Your goal » Copy the California housing notebook below in full, reproducing every character without change.

Text block »
--- Start ---

{
 "cells": [
  {
   "cell_type": "markdown",
   "metadata": {},
   "source": [
    "# The California housing dataset\n",
    "\n",
    "In this notebook, we will quickly present the dataset known as the \"California\n",
    "housing dataset\". This dataset can be fetched from internet using\n",
    "scikit-learn."
   ]
  },
  {
   "cell_type": "code",
   "execution_count": null,
   "metadata": {},
   "outputs": [],
   "source": [
    "from sklearn.datasets import fetch_california_housing\n",
    "\n",
    "california_housing = fetch_california_housing(as_frame=True)"
   ]
  },
  {
   "cell_type": "markdown",
   "metadata": {},
   "source": [
    "We can have a first look at the available description"
   ]
  },
  {
   "cell_type": "code",
   "execution_count": null,
   "metadata": {},
   "outputs": [],
   "source": [
    "print(california_housing.DESCR)"
   ]
  },
  {
   "cell_type": "markdown",
   "metadata": {},
   "source": [
    "Let's have an overview of the entire dataset."
   ]
  },
  {
   "cell_type": "code",
   "execution_count": null,
   "metadata": {},
   "outputs": [],
   "source": [
    "california_housing.frame.head()"
   ]
  },
  {
   "cell_type": "markdown",
   "metadata": {},
   "source": [
    "As written in the description, the dataset contains aggregated data regarding\n",
    "each district in California. Let's have a close look at the features that can\n",
    "be used by a predictive model."
   ]
  },
  {
   "cell_type": "code",
   "execution_count": null,
   "metadata": {},
   "outputs": [],
   "source": [
    "california_housing.data.head()"

--- End ---

Extracted entries »
--- Start ---

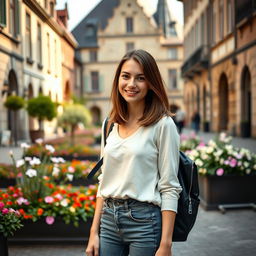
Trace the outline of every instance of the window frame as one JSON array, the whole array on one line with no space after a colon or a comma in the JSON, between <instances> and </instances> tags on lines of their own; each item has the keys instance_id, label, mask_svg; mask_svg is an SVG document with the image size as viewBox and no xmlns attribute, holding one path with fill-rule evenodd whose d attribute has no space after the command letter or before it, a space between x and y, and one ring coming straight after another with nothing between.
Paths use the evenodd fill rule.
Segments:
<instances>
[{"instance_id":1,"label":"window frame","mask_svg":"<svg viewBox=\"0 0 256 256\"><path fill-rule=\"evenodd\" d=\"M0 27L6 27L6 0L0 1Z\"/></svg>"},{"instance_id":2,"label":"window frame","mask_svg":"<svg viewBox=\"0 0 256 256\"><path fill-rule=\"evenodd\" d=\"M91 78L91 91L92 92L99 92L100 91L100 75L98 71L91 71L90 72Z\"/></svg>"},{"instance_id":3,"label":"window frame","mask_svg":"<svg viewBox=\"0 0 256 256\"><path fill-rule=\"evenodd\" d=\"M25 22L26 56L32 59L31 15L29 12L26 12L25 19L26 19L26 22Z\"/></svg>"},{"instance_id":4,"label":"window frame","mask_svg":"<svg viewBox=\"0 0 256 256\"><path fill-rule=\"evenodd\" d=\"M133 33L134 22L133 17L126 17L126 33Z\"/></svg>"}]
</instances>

--- End ---
--- Start ---

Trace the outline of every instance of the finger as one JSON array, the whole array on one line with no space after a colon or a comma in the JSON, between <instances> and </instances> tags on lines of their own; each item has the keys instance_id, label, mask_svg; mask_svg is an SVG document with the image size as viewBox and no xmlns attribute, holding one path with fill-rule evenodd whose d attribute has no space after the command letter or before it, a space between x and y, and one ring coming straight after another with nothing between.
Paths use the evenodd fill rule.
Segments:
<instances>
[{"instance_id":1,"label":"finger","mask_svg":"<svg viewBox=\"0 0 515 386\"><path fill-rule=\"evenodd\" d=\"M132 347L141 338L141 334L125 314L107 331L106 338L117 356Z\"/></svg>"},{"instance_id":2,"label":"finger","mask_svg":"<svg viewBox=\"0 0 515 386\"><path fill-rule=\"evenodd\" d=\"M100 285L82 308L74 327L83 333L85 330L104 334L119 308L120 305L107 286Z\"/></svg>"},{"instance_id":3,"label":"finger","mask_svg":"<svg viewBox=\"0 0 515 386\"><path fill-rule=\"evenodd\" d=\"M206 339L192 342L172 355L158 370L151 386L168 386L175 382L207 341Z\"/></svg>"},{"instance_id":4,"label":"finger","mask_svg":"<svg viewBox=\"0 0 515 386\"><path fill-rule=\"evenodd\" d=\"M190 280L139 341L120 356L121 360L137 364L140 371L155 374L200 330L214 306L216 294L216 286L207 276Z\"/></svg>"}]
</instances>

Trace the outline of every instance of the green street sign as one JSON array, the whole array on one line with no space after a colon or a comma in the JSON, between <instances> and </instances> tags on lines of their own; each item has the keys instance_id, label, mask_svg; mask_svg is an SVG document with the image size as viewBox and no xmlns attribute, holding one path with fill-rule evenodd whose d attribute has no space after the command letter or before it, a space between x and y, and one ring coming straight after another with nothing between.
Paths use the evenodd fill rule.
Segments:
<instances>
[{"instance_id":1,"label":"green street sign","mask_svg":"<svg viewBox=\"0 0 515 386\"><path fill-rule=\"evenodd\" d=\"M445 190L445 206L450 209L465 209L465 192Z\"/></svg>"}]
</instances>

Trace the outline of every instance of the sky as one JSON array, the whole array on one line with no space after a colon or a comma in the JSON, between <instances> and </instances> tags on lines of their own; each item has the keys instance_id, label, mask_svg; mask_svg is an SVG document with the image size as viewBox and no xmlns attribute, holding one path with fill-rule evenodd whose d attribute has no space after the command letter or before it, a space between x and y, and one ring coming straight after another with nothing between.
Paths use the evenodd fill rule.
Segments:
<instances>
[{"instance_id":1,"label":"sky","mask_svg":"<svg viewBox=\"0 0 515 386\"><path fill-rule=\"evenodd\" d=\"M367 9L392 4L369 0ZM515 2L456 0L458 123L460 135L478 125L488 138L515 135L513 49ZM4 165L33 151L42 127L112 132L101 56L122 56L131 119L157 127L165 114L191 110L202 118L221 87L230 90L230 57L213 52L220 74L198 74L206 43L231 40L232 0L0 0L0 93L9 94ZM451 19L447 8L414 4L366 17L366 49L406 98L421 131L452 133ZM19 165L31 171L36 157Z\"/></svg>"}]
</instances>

--- End ---
--- Start ---

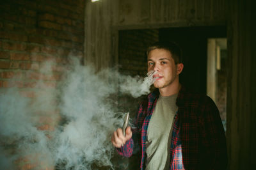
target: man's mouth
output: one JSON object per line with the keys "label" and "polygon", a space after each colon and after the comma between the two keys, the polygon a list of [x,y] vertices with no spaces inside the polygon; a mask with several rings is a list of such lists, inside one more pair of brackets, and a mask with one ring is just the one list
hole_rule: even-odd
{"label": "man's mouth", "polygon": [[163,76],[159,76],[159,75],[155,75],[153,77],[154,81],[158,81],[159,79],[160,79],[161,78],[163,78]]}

--- End ---

Result below »
{
 "cells": [
  {
   "cell_type": "markdown",
   "metadata": {},
   "source": [
    "# The California housing dataset\n",
    "\n",
    "In this notebook, we will quickly present the dataset known as the \"California\n",
    "housing dataset\". This dataset can be fetched from internet using\n",
    "scikit-learn."
   ]
  },
  {
   "cell_type": "code",
   "execution_count": null,
   "metadata": {},
   "outputs": [],
   "source": [
    "from sklearn.datasets import fetch_california_housing\n",
    "\n",
    "california_housing = fetch_california_housing(as_frame=True)"
   ]
  },
  {
   "cell_type": "markdown",
   "metadata": {},
   "source": [
    "We can have a first look at the available description"
   ]
  },
  {
   "cell_type": "code",
   "execution_count": null,
   "metadata": {},
   "outputs": [],
   "source": [
    "print(california_housing.DESCR)"
   ]
  },
  {
   "cell_type": "markdown",
   "metadata": {},
   "source": [
    "Let's have an overview of the entire dataset."
   ]
  },
  {
   "cell_type": "code",
   "execution_count": null,
   "metadata": {},
   "outputs": [],
   "source": [
    "california_housing.frame.head()"
   ]
  },
  {
   "cell_type": "markdown",
   "metadata": {},
   "source": [
    "As written in the description, the dataset contains aggregated data regarding\n",
    "each district in California. Let's have a close look at the features that can\n",
    "be used by a predictive model."
   ]
  },
  {
   "cell_type": "code",
   "execution_count": null,
   "metadata": {},
   "outputs": [],
   "source": [
    "california_housing.data.head()"